Set task
Reproduce every line of the listing below verbatim, omitting the pictures.

Data for the task
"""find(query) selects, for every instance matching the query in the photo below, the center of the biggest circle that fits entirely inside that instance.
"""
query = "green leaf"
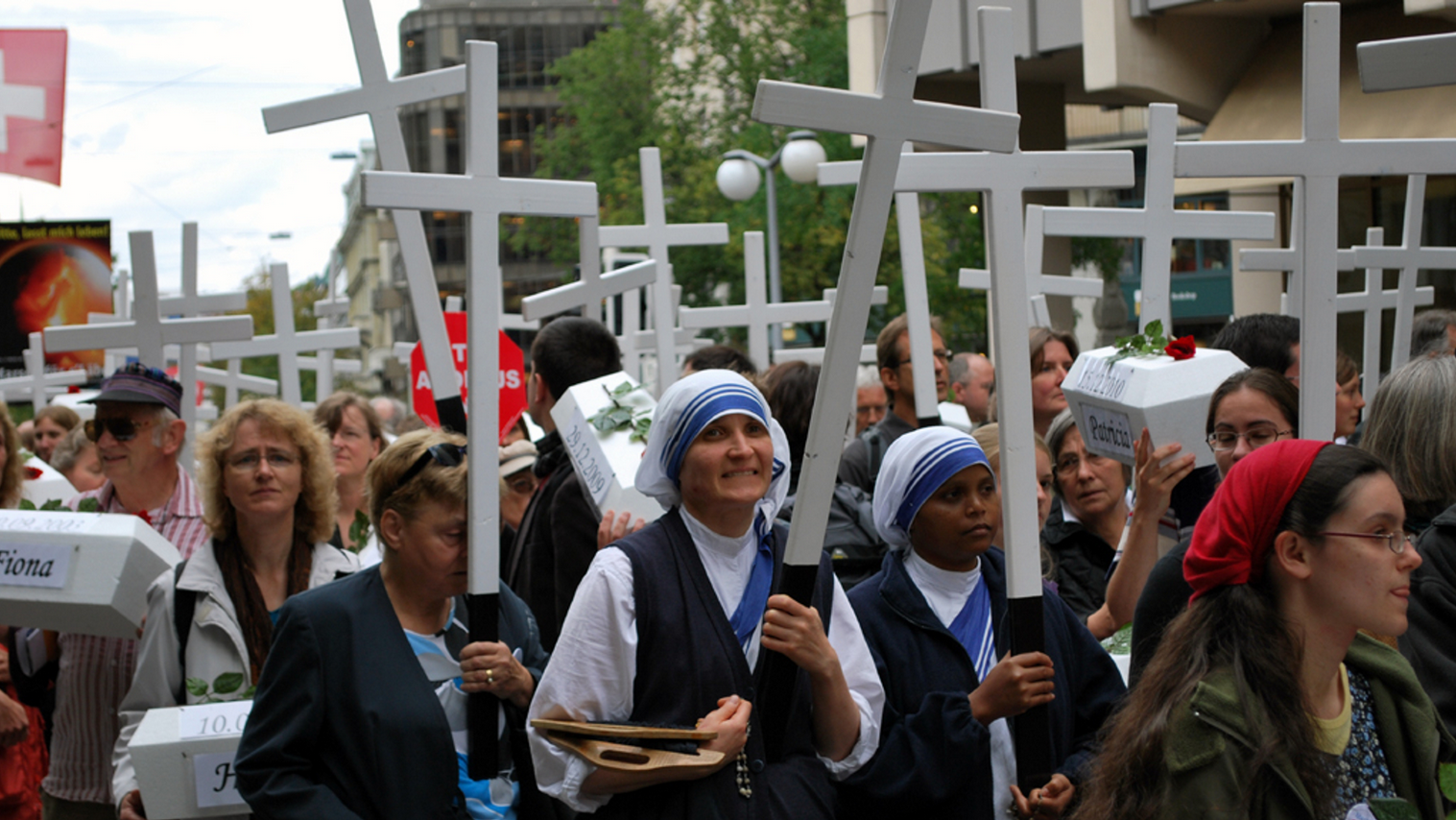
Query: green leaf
(227, 682)
(1393, 808)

Output for this exercise
"""find(query) selects, for every instance matching the query in the photo below, the center of the biggest circle that fits entirely inside that instance.
"""
query = "green leaf"
Query: green leaf
(227, 682)
(1393, 808)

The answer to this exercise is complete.